■ WHAT NEEDS TO BE DONE:
Please copy the lines below word for word, changing no character.

■ RECORDS PROVIDED:
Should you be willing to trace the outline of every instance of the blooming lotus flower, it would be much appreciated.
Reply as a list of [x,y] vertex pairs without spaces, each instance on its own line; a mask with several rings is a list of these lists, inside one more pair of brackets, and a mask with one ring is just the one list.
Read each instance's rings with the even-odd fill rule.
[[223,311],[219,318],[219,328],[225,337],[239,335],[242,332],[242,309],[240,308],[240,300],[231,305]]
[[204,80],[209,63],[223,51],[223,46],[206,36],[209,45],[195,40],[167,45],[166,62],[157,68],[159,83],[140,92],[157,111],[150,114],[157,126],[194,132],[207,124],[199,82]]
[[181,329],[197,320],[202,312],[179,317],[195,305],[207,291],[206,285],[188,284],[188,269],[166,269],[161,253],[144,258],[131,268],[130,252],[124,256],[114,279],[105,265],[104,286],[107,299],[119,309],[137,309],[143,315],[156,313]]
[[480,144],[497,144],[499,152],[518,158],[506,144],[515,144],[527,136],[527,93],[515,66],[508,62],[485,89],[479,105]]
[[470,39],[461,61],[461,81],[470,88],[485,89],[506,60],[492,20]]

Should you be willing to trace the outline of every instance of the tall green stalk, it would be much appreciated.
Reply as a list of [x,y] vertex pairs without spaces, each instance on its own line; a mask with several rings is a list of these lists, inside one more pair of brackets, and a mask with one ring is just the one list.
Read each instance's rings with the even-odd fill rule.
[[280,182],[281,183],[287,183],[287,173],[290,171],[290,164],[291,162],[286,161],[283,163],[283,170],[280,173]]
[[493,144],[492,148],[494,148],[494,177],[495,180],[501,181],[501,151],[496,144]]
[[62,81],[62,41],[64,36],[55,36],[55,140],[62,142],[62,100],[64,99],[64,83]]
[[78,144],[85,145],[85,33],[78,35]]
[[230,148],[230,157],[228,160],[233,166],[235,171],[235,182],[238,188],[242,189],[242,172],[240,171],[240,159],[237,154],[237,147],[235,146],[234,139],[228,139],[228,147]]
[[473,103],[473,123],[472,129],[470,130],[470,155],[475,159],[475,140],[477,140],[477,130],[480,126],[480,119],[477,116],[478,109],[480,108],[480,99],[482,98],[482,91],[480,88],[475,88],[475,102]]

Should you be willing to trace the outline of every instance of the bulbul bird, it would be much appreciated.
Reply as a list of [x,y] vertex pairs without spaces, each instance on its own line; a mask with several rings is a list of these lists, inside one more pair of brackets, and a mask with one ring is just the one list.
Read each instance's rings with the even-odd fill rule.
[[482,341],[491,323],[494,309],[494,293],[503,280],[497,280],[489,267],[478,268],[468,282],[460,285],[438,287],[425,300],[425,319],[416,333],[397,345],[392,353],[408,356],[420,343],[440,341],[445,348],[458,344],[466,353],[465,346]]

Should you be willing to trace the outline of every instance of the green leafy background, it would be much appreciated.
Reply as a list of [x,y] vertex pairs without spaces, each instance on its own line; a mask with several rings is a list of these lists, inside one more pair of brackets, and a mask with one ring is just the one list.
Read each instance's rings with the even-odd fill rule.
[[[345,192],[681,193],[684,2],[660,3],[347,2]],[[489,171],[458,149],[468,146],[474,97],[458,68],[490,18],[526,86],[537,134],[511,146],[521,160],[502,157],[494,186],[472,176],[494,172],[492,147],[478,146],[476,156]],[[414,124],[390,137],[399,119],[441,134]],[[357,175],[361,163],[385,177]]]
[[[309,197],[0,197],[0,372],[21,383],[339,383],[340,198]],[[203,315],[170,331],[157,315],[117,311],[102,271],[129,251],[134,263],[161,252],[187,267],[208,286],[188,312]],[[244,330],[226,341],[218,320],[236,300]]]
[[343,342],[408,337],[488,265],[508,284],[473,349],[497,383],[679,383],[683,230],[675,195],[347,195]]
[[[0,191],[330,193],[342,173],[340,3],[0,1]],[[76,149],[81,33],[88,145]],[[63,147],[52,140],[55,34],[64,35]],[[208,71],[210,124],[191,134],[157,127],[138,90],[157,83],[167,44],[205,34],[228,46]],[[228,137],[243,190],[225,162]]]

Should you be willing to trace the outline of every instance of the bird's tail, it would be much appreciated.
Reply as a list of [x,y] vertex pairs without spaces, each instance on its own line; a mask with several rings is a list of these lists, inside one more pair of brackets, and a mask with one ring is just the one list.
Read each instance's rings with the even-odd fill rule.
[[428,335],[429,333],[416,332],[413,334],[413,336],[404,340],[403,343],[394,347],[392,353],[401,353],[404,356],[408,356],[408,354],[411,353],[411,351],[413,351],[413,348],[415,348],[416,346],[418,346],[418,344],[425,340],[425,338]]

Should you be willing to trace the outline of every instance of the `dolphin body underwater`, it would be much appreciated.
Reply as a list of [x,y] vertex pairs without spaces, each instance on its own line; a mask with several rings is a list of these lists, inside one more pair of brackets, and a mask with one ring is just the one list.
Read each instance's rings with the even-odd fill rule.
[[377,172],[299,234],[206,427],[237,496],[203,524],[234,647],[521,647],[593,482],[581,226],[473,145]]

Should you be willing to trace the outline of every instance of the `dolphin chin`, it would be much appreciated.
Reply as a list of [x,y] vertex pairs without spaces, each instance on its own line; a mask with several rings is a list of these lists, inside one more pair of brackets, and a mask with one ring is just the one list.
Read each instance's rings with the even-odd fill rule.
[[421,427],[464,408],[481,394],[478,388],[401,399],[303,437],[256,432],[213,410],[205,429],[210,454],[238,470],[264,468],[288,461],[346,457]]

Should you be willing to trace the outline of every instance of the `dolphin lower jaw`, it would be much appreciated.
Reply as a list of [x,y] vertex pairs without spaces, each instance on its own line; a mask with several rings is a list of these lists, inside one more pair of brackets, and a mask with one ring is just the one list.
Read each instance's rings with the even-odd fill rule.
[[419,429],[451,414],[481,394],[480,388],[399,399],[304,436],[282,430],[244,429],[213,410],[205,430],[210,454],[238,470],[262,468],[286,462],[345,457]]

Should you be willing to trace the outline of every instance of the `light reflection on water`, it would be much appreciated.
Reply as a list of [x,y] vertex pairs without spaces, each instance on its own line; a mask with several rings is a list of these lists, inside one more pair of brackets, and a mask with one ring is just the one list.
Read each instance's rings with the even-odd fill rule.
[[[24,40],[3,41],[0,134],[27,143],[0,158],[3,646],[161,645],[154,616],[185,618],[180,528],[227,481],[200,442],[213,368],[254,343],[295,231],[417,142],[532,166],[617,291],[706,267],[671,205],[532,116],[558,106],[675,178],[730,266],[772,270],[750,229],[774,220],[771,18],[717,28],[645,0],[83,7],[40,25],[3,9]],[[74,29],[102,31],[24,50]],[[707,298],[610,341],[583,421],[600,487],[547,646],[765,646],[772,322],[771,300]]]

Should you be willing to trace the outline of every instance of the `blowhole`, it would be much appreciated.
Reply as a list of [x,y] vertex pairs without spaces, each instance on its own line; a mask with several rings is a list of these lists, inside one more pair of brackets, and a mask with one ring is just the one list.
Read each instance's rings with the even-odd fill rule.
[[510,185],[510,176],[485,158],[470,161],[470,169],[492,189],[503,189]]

■ EXERCISE RESPONSE:
Should you be willing to trace the outline of every instance of the blooming lotus flower, it would be much appreciated.
Reply as a list of [x,y] vertex pairs without spaces, each instance on its own line; a mask with several rings is a list of these lists, inside one more pair of brackets, and a mask with one ring is just the one list.
Read each instance's rings with the even-odd fill rule.
[[223,311],[219,318],[219,328],[225,337],[239,335],[242,332],[242,309],[240,308],[240,300],[231,305]]
[[204,80],[209,63],[223,51],[223,46],[206,36],[209,45],[195,40],[167,45],[166,62],[157,68],[159,83],[140,92],[157,111],[150,114],[157,126],[194,132],[207,124],[199,82]]
[[181,329],[197,320],[202,312],[179,317],[195,305],[207,291],[206,285],[188,284],[188,269],[166,269],[161,253],[144,258],[131,268],[130,252],[124,256],[114,279],[105,265],[104,286],[107,299],[119,309],[137,309],[143,315],[156,313]]
[[480,144],[497,144],[499,152],[518,158],[506,144],[515,144],[527,136],[527,93],[515,66],[508,62],[485,89],[479,105]]
[[470,39],[461,61],[461,81],[470,88],[485,89],[506,60],[492,20]]

Should you be willing to trace the outline of every instance of the tall green stalk, it would be much appreciated.
Reply as a list of [x,y] vertex pairs without spaces, each instance on its own line; a mask with several rings is a list of these lists, inside one more pair of brackets, and a mask with one ring is just the one list.
Read each instance's rings with the even-odd fill rule.
[[280,182],[281,183],[287,183],[287,173],[290,171],[290,164],[291,162],[286,161],[283,163],[283,170],[280,173]]
[[493,144],[492,148],[494,148],[494,177],[495,180],[501,181],[501,151],[496,144]]
[[62,81],[62,41],[64,36],[55,36],[55,140],[62,142],[62,100],[64,99],[64,83]]
[[78,144],[85,145],[85,33],[78,35]]
[[230,148],[230,157],[228,160],[233,166],[235,171],[235,182],[238,188],[242,189],[242,172],[240,171],[240,159],[237,154],[237,147],[235,146],[234,139],[228,139],[228,147]]
[[473,103],[473,123],[472,129],[470,130],[470,155],[475,159],[475,140],[477,140],[477,130],[480,126],[480,119],[477,116],[478,109],[480,108],[480,99],[482,98],[482,91],[480,88],[475,88],[475,102]]

Should you be willing to trace the outline of every instance of the bulbul bird, it would be much appreciated.
Reply as a list of [x,y] vertex pairs without spaces, each instance on its own line; a mask with several rings is a list of these lists, inside one more pair of brackets, and a mask with one ring is just the one list.
Read each instance's rings with the even-odd fill rule.
[[482,341],[491,323],[494,309],[494,293],[503,280],[497,280],[489,267],[478,268],[468,282],[460,285],[438,287],[425,300],[425,319],[416,333],[397,345],[392,353],[408,356],[420,343],[440,341],[445,348],[458,344],[466,353],[465,346]]

Should you be willing to trace the outline of every instance of the green leafy background, it would be much appreciated.
Reply as a list of [x,y] vertex pairs without spaces, each instance on its own line; a mask with several rings is a list of these lists, inside one more pair of brackets, and a mask with one ring is just the one list.
Read each instance's rings with the even-odd fill rule.
[[[345,192],[681,193],[684,2],[660,3],[347,2]],[[489,171],[458,149],[468,146],[474,97],[458,68],[490,18],[526,86],[537,134],[511,146],[521,160],[502,157],[494,186],[472,176],[494,172],[492,147],[478,146],[476,156]],[[414,124],[390,137],[399,119],[441,134]],[[357,175],[361,163],[385,177]]]
[[[309,197],[0,197],[0,372],[21,383],[339,383],[340,198]],[[203,315],[170,331],[157,315],[117,311],[102,271],[129,251],[134,263],[161,252],[187,267],[208,286],[188,312]],[[244,330],[226,341],[218,320],[236,300]]]
[[343,342],[408,337],[488,265],[508,284],[473,349],[497,383],[679,383],[683,230],[675,195],[347,195]]
[[[0,191],[330,193],[342,173],[340,3],[0,1]],[[76,149],[81,33],[88,145]],[[63,147],[52,140],[55,34],[64,35]],[[208,71],[210,124],[191,134],[157,127],[138,90],[157,83],[167,44],[205,34],[228,46]],[[228,137],[243,190],[225,162]]]

Should you be willing to trace the outline of every instance of the bird's tail, it would be much appreciated.
Reply as a list of [x,y] vertex pairs without spaces, each instance on its own line; a mask with several rings is a list of these lists, inside one more pair of brackets, and a mask with one ring is just the one list.
Read each instance's rings with the even-odd fill rule.
[[428,335],[429,333],[416,332],[413,334],[413,336],[404,340],[403,343],[394,347],[392,353],[401,353],[404,356],[408,356],[408,354],[411,353],[411,351],[413,351],[413,348],[415,348],[416,346],[418,346],[418,344],[425,340],[425,338]]

Should you be willing to trace the outline of every instance of the `dolphin body underwater`, it would be much appreciated.
Reply as a list of [x,y] vertex pairs without spaces, each instance on its own line; a mask with several rings is a list of these lists, inside one more pair of brackets, and a mask with one ring is just the one list.
Read each instance's rings with the even-odd fill rule.
[[377,172],[299,234],[206,427],[237,496],[203,524],[234,647],[521,647],[593,482],[581,226],[473,145]]

Should you be willing to trace the outline of every instance of the `dolphin chin`, it would be much appreciated.
Reply as a list of [x,y] vertex pairs without spaces, each instance on its own line; a mask with several rings is a list of these lists, inside one more pair of brackets, and a mask with one ring is just the one list.
Read each instance's rings with the even-odd fill rule.
[[421,427],[464,408],[481,394],[478,388],[401,399],[303,437],[256,432],[213,410],[205,429],[210,454],[238,470],[264,468],[288,461],[346,457]]

Should you be willing to trace the outline of every instance of the `dolphin lower jaw`, it would be much appreciated.
Reply as a list of [x,y] vertex pairs without spaces, each instance on its own line; a mask with several rings is a list of these lists, inside one more pair of brackets, and a mask with one ring is just the one list.
Read each instance's rings with the even-odd fill rule.
[[419,429],[451,414],[481,394],[480,388],[399,399],[304,436],[282,430],[244,429],[213,410],[205,430],[210,454],[238,470],[262,468],[286,462],[345,457]]

Should you be willing to trace the outline of every instance of the `light reflection on water`, it would be much appreciated.
Reply as a list of [x,y] vertex pairs without spaces, each instance on its own line; a mask with several rings is a list of these lists, inside one more pair of brackets, and a mask with one ring is just the one list.
Read each instance's rings with the even-odd fill rule.
[[[24,40],[3,41],[0,134],[27,143],[0,158],[3,646],[161,645],[154,616],[185,618],[180,528],[227,481],[200,442],[213,368],[254,343],[295,231],[417,142],[532,166],[617,291],[706,267],[671,205],[532,116],[558,106],[675,178],[730,266],[772,270],[750,229],[774,220],[771,18],[717,28],[645,0],[83,7],[40,25],[3,9]],[[74,29],[102,31],[24,50]],[[707,298],[610,341],[583,421],[600,487],[547,646],[765,646],[772,322],[771,300]]]

Should you be willing to trace the outline of every instance of the `blowhole`, it would be much appreciated.
Reply as a list of [x,y] vertex pairs without spaces, each instance on its own line; a mask with several rings is a list of these lists, inside one more pair of brackets, and a mask with one ring is just the one list.
Read each instance's rings with the even-odd fill rule.
[[510,185],[510,176],[485,158],[470,161],[470,169],[492,189],[503,189]]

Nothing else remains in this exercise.